◆ **Written task**
Could you put all the data below into a two-column CSV headed input and output, giving each input its own row with its full text in one quoted field and every point listed for it in the other, with line breaks turned into spaces?

◆ **Entries shown**
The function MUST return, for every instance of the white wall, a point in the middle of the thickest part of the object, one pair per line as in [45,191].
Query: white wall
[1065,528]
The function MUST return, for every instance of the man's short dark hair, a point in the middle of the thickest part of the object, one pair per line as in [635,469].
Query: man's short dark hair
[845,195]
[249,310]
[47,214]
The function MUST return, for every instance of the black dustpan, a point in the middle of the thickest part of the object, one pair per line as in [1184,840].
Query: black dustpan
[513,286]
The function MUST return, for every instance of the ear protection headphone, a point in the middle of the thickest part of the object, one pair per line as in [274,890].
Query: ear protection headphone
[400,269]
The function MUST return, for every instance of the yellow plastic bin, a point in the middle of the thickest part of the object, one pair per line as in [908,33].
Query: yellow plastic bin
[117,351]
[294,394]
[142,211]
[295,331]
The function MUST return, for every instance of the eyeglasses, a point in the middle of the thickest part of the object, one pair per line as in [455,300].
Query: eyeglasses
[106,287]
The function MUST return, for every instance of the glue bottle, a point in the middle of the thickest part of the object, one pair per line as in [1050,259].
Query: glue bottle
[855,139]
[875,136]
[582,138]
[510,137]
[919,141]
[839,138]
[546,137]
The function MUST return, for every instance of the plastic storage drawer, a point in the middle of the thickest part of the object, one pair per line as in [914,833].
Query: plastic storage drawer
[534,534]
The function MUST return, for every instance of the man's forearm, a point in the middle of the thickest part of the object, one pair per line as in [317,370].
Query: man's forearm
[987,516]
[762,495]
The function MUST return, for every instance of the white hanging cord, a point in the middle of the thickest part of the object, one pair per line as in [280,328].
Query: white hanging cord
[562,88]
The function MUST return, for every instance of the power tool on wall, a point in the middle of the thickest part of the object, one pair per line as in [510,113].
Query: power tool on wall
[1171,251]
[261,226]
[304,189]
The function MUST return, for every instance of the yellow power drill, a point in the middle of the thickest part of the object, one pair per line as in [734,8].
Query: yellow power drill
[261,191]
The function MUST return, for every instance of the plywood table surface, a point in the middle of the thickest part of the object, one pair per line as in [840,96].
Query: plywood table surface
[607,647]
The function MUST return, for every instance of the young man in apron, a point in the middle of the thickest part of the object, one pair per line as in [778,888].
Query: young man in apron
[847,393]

◆ **Answer to the task**
input,output
"The function MUST return, for every instance of the white wall, a point in the middle of the thickest part of the object, one pair per line as in [45,191]. Query: white wall","[1065,528]"
"The function MUST return, for every instance of the man's short dark hair, a point in the middle of the thickest part of the object, one pair per line as in [635,469]. Query: man's short dark hair","[845,195] [249,310] [47,214]"
"The function MUST return, for every instance of the black dustpan, a point in the middle of the thickest part of the object, one pair per line as in [1184,840]. Query: black dustpan","[513,286]"
"The function MUST return, for every instance of the ear protection headphone, a point in the middle of the thickest part of the object, one pair per line as in [274,890]. Query: ear protection headphone","[400,269]"
"The function MUST return, for every instance of the yellow plastic bin, a point in the middle of the thickest part of the object, one pair per line as in [908,33]. Query: yellow plastic bin","[117,351] [294,394] [142,211] [295,331]"
"The function MUST return, for every instance of the eyeglasses, a point in the middle of the thickest part of the object, one pair per line as in [455,300]. Query: eyeglasses","[106,287]"
"The function MUST return, for every instance of the glue bottle, a point in the middle of the thickest part of the object, one pair per line as in [1050,259]. Query: glue bottle","[855,139] [875,136] [582,138] [510,137] [919,141] [839,138] [546,137]"
"The function MUST return, for every instance of the plastic storage drawer, a point in the middle of the thickest part of the object, one pair per line as in [914,833]. Query: plastic storage drawer","[534,534]"
"The function MUST return, for every instance of the man's forearm, a point in the middle of the thickest part of the object, one pair per line as in [317,370]. Query: man's forearm","[987,516] [762,495]"
"The function MUST return, for every instance of the white hanging cord, a point in the middle of the thickest part of the object, one pair per line as in [280,328]. Query: white hanging cord","[562,88]"
"The function MUST return, for every instance of the power tool on wall, a point in the middle of the thickest part of the object, one pair per line as in [510,113]. Query: power tool on wall","[1171,251] [261,226] [304,189]"
"The function MUST return, for every instance of the yellow power drill, a point in the middle of the thickest part of the object, one pair per line as in [734,8]. Query: yellow power drill","[261,191]"
"The function MUST return, for every instance of the plywood table surface, a point in the middle of the thickest part of the object, one pair per line as in [840,96]. Query: plywood table surface","[607,647]"
"The function MUST return, for every instance of the young man in apron, a point in the middle of the thickest part of the object, one pair per line as in [778,888]. Query: young man in apron","[847,393]"